■ Text excerpt ■
# Difference Between A Gibbus And A Rhombeus



## Sylar_92 (Dec 15, 2010)

A month has pass now I m noticing some physical changes between my rhoms. they were the same before but now one has a greyish brown colour to it and has larger spots compared to the other one. here are some picks when i started to notice the difference, but is he a Gibbus or is he just some sort of rhom morph. The first few pics are the questionable (gibbus) piranha and the last is a comparison pic, the is also a Aquascape gibbus pic for additional id reference. Both piranhas are the same size. Tell me what you guys think.


----------



## FEEFA (Nov 19, 2007)

Rhoms


----------



## JoeDizzleMPLS (Nov 5, 2007)

Gibbus may or may not even be a separate species... Based on the description now, it is only found in one river system in Brazil, so you would need to be able to verify collection point in order to ID, it's not as simple as looking at pictures and comparing them.

Rhoms also vary quite a bit in appearance -- look around at all the different shapes, colors, markings, etc. -- so slight variations between two fish don't necessarily indicate separate species.


----------



## Sylar_92 (Dec 15, 2010)

JoeDizzleMPLS said:


> Gibbus may or may not even be a separate species... Based on the description now, it is only found in one river system in Brazil, so you would need to be able to verify collection point in order to ID, it's not as simple as looking at pictures and comparing them.


The problem is the store doesn't know the origin of this piranha, they got it in a separate shipment. They said doesn't really matter, just call it what you want but one of the guys wheeled it in to the fish room said it might be from the xingu river but he was also unsure. Thanks for the help though. I'll just keep calling it a rhom.


----------



## Johnny_Zanni (Nov 8, 2009)

Did you buy the rhoms both from Big Als?


----------



## Sylar_92 (Dec 15, 2010)

Johnny_Zanni said:


> Did you buy the rhoms both from Big Als?


Yeah, which makes me think it's a rhom because BigAls gets their fish from Peru. But then again they also had a manni labled as rhombeus piranha from peru but the price was double the price of the rhom I got. My first one I got was at my local Mississauga BigAls but the second one was from the Vaughn Mills BigAls which over prices everything.


----------



## TJcali (Mar 27, 2009)

They both look like some great looking Rhoms but hey I'm no expert


----------



## Smoke (Sep 8, 2010)

Since Gibbus is questionable, I'd say Rhom...


----------

■ Task goal ■
Reproduce, word for word, the passage of the piranha identification thread between "Yeah, which makes" and "(Mar 27, 2009)", inclusive.

■ Entries provided ■
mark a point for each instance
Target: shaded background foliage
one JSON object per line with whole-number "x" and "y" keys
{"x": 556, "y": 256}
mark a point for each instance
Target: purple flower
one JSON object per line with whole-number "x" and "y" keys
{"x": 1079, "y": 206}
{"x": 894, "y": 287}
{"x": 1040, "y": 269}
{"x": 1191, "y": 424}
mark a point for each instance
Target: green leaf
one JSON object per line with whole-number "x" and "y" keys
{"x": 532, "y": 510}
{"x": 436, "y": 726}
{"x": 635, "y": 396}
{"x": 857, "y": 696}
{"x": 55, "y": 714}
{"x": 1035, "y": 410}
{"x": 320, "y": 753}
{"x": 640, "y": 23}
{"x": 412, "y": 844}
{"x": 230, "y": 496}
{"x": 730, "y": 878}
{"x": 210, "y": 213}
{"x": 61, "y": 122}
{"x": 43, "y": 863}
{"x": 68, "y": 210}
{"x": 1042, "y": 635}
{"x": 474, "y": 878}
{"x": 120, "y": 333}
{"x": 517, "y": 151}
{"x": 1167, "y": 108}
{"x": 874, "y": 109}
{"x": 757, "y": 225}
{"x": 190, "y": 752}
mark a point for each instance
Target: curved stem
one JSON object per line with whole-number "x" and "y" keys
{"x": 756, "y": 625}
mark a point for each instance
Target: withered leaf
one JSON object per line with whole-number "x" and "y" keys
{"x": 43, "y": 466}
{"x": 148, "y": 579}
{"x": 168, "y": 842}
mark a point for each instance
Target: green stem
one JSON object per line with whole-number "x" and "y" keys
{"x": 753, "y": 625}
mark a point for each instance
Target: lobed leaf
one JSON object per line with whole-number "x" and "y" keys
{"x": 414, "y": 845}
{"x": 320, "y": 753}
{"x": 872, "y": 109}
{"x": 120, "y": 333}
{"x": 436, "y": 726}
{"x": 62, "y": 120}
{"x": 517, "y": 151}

■ Full solution ■
Yeah, which makes me think it's a rhom because BigAls gets their fish from Peru. But then again they also had a manni labled as rhombeus piranha from peru but the price was double the price of the rhom I got. My first one I got was at my local Mississauga BigAls but the second one was from the Vaughn Mills BigAls which over prices everything.


----------



## TJcali (Mar 27, 2009)